Once the records below have been read, copy them all out exactly.

--- Data to examine ---

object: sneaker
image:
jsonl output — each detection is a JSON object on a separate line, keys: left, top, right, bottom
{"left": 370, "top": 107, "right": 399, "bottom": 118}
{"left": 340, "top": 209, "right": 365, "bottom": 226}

---

▶ **Task output**
object: sneaker
image:
jsonl output — each detection is a JSON object on a separate line, keys: left, top, right, bottom
{"left": 370, "top": 107, "right": 399, "bottom": 118}
{"left": 340, "top": 209, "right": 365, "bottom": 226}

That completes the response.